• [TASK]: Turn the lines from the start of the items through the line containing "[[213, 240, 257, 322]]" into a Markdown table with the columns No. and Line, numbering the rows and leaving out blank lines.

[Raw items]
--------------------------------

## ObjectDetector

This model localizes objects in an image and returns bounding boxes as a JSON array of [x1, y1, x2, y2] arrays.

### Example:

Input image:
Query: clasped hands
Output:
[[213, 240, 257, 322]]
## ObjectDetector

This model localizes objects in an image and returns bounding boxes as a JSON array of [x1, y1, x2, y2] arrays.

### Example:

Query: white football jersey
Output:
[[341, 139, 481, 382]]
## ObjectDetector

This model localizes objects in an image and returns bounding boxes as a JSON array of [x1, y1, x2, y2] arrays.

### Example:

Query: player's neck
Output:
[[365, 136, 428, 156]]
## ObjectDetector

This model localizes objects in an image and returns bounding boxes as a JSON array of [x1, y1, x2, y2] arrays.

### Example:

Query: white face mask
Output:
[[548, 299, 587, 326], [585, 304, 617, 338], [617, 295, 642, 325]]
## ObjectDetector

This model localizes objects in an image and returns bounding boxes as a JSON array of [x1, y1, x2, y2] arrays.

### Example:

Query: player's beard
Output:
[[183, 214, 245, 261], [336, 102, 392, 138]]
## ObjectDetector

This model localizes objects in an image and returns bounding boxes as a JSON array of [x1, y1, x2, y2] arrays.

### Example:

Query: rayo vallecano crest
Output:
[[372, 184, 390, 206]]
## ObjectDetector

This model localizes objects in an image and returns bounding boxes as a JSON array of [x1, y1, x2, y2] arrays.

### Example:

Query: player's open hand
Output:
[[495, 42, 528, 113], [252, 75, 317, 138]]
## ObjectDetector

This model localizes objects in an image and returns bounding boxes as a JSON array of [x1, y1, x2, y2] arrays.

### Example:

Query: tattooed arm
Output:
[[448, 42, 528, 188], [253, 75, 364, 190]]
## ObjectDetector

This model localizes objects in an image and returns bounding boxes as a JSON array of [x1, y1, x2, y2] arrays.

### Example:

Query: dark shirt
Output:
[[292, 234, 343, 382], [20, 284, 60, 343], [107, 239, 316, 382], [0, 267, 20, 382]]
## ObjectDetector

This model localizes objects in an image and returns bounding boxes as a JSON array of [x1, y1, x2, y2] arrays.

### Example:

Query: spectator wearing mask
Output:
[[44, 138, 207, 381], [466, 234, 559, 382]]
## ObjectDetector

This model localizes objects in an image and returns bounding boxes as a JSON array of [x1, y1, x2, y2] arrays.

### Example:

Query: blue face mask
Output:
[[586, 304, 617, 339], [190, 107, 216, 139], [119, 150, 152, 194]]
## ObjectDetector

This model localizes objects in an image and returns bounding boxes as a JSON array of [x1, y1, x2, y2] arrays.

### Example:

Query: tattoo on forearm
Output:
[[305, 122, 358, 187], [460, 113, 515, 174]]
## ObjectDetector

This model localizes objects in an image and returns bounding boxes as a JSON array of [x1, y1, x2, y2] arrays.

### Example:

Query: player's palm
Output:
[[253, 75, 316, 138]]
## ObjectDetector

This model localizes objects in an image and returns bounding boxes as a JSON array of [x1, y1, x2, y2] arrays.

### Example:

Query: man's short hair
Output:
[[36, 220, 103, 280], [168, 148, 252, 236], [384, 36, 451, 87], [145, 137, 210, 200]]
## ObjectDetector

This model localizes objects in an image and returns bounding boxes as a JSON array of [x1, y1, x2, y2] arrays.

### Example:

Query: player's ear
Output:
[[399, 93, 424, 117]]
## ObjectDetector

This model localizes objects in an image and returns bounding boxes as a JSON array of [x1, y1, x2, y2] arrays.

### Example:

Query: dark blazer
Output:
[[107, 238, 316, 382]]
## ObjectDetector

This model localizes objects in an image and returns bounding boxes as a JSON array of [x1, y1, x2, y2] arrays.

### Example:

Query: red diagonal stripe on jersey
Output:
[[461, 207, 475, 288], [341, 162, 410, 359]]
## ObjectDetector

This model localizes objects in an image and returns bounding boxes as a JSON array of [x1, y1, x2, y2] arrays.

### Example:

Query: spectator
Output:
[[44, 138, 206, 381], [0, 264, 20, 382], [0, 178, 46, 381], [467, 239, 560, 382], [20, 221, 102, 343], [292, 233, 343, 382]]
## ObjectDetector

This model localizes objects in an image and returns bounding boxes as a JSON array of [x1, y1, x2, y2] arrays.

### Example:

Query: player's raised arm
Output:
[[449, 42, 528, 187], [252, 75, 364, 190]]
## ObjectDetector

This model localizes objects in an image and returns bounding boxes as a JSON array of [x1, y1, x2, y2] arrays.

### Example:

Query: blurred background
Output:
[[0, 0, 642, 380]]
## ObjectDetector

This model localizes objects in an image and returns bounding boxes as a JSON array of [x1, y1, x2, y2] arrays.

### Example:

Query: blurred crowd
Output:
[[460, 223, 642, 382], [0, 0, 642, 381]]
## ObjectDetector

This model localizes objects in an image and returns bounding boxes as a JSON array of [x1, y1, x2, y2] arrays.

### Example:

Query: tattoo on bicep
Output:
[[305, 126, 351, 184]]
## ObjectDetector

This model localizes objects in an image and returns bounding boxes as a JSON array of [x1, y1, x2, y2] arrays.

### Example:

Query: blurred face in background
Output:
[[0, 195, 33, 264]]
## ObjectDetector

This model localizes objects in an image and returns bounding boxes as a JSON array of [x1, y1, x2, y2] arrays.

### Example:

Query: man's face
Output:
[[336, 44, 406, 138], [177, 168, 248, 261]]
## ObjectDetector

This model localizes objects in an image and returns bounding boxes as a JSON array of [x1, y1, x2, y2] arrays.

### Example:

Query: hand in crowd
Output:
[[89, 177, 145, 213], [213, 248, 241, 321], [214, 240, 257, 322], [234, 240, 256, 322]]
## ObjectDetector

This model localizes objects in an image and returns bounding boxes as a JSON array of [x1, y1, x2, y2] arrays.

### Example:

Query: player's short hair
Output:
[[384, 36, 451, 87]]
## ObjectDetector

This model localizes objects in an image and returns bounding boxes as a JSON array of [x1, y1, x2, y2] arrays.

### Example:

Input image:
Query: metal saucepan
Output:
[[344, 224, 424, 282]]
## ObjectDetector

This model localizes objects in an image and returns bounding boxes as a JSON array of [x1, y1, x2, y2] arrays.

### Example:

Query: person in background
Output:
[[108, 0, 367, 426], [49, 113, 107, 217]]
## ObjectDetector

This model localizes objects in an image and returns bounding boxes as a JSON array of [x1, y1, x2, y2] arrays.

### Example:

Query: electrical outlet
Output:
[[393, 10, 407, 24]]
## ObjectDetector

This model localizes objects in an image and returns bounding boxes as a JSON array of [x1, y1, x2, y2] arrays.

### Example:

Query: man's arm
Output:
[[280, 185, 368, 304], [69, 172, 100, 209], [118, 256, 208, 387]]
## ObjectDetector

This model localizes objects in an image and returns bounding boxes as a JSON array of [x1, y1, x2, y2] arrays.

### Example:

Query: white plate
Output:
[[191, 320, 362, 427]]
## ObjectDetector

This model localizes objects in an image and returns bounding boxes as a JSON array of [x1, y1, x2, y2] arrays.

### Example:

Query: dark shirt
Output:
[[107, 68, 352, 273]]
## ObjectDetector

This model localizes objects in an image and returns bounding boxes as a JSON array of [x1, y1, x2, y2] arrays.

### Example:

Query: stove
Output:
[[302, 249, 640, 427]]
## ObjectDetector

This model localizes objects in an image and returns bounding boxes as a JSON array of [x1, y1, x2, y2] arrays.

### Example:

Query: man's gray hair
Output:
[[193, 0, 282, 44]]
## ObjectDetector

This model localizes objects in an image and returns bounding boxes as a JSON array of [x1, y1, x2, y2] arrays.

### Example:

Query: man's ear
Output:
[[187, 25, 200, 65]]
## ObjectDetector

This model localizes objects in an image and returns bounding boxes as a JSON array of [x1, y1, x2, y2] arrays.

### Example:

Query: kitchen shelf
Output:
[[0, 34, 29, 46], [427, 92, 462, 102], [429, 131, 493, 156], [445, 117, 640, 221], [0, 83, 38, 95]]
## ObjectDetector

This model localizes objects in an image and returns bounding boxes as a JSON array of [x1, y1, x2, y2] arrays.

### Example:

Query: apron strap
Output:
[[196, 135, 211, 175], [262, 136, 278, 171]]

--------------------------------

• [ANSWER TO THE TASK]:
| No. | Line |
|---|---|
| 1 | ## ObjectDetector |
| 2 | This model localizes objects in an image and returns bounding boxes as a JSON array of [x1, y1, x2, y2] arrays. |
| 3 | ### Example: |
| 4 | Input image: |
| 5 | Query: clasped hands |
| 6 | Output: |
| 7 | [[213, 240, 257, 322]] |